Rewrite the part of the Jack Creek Guard Station text from "The Jack Creek Guard Station is" up to and including "of the cabin.", swapping "brick" for "stone".

Excerpted text.
● ● ●

- Jack Creek Guard Station
- U.S. National Register of Historic Places
- Nearest city: Saratoga, Wyoming
- Coordinates: 41°16′23″N 107°6′32″W﻿ / ﻿41.27306°N 107.10889°W
- Area: 0.5 acres (0.20 ha)
- Built: 1933
- Built by: Evan J. Williams
- Architectural style: Rocky Mountain cabin style
- NRHP reference No.: 86001101
- Added to NRHP: May 15, 1986

= Jack Creek Guard Station =

The Jack Creek Guard Station is a ranger patrol cabin in Medicine Bow National Forest in Carbon County, Wyoming. The one-room log cabin was built by U.S. Forest Service district ranger Evan John Williams in 1933–34. It was built to Forest Service Plan A-4, featuring half-dovetailed corners and a deep front porch with a gabled wood shake roof. A stove is vented through a brick chimney at the back of the cabin.

In his career with the Forest Service Williams built or renovated five other ranger stations one hundred miles of trail, two fire lookouts and miles of fencing and telephone line. Williams died in 1970. His ashes are interred a short distance behind the cabin.

The Jack Creek Guard Station was placed on the National Register of Historic Places on May 15, 1986.

● ● ●

Extracted data.
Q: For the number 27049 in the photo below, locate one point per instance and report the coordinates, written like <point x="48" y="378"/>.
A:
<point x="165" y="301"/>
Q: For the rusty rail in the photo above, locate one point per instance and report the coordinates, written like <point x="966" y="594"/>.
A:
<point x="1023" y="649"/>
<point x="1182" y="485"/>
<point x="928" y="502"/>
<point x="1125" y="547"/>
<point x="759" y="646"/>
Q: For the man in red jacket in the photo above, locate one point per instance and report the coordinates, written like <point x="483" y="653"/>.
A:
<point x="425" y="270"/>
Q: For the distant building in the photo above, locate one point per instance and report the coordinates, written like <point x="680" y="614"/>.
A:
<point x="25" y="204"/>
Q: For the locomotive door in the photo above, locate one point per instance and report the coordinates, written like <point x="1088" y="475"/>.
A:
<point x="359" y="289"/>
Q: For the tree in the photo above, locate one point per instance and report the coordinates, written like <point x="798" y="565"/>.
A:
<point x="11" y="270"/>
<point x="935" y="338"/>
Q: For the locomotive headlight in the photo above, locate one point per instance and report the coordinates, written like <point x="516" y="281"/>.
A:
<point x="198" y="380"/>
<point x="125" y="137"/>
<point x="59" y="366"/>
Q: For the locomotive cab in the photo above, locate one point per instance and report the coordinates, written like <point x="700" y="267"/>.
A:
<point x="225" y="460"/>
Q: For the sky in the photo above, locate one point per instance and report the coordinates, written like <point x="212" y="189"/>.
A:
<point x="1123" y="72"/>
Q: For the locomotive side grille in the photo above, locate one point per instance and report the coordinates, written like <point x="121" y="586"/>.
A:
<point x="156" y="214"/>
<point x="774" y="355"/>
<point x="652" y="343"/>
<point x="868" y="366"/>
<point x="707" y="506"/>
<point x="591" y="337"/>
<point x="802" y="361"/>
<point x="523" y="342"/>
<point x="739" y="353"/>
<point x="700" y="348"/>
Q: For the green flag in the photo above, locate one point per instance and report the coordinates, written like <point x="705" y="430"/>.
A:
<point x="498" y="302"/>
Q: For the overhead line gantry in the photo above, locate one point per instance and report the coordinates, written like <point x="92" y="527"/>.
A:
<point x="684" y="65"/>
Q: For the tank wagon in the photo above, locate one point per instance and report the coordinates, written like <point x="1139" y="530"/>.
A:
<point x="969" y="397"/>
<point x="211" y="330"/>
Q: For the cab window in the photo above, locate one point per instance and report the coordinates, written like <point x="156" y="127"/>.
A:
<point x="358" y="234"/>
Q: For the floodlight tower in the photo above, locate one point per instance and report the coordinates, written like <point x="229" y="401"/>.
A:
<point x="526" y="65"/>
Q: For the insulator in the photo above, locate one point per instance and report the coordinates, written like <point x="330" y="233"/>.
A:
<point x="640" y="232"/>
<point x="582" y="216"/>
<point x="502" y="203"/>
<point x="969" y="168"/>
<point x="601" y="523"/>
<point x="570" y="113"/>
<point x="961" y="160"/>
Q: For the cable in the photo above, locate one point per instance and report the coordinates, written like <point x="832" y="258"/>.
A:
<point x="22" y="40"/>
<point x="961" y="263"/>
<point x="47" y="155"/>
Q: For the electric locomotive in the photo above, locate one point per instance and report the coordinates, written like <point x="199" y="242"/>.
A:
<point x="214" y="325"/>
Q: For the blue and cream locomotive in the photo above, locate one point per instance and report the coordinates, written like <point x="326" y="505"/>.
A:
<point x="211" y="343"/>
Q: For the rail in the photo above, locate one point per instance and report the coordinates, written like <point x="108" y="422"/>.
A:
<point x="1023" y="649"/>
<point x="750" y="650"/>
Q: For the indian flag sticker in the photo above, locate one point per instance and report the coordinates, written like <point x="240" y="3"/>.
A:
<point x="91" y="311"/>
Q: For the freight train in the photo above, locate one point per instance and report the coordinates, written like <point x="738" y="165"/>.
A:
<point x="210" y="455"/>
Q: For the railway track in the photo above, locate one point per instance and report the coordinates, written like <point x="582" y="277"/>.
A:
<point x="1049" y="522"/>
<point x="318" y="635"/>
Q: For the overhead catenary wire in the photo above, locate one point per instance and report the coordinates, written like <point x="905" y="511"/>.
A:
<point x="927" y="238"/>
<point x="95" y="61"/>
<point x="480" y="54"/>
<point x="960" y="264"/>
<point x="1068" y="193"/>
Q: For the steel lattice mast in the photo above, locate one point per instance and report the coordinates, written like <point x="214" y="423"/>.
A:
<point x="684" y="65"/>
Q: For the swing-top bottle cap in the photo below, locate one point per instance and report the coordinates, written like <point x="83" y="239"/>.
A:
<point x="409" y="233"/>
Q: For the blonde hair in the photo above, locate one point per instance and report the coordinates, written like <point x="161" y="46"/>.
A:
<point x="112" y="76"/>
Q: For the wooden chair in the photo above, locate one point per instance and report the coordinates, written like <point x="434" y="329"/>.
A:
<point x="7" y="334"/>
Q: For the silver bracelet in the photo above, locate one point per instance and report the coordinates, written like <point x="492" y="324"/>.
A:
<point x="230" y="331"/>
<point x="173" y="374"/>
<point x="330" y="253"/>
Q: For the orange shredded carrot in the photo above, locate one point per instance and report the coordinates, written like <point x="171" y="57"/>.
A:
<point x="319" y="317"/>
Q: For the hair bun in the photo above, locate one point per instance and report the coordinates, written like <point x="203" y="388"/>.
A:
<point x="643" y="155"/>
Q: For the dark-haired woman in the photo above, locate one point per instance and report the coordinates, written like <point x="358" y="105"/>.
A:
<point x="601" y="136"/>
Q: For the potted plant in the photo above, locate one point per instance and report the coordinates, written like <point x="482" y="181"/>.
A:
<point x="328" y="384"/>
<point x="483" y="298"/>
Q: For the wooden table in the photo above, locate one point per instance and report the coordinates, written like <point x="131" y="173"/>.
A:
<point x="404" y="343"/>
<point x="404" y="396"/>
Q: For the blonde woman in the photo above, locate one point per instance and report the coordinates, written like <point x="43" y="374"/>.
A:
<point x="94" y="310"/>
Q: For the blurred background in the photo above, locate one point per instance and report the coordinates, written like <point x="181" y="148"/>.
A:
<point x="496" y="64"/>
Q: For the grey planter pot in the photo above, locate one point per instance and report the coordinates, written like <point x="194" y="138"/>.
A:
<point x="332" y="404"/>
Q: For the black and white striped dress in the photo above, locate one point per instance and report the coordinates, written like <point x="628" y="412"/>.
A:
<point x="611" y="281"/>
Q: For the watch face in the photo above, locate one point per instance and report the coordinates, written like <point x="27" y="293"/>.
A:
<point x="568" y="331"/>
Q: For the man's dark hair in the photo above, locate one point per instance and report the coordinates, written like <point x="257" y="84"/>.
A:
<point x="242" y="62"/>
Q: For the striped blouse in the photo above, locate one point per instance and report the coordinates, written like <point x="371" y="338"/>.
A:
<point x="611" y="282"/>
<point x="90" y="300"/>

● ● ●

Worked solution.
The Jack Creek Guard Station is a ranger patrol cabin in Medicine Bow National Forest in Carbon County, Wyoming. The one-room log cabin was built by U.S. Forest Service district ranger Evan John Williams in 1933–34. It was built to Forest Service Plan A-4, featuring half-dovetailed corners and a deep front porch with a gabled wood shake roof. A stove is vented through a stone chimney at the back of the cabin.